Point placement listing -
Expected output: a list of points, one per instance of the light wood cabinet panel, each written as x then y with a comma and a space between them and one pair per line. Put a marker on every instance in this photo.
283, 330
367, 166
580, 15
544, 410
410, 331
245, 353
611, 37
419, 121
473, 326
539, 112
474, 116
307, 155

WHAT IS NEEDED - Please express the listing above as a JSON list of strings, one string per line, leaving out blank lines.

EXERCISE OUTPUT -
[
  "Expected output: a list of points, one per instance of the light wood cabinet panel, each written as x then y with a comma and a space between them and one pair per line. Put a marker on every instance in this photo.",
  "283, 330",
  "367, 166",
  "580, 15",
  "544, 410",
  "410, 331",
  "245, 353",
  "611, 37",
  "419, 121",
  "473, 326",
  "539, 112",
  "474, 116",
  "307, 155"
]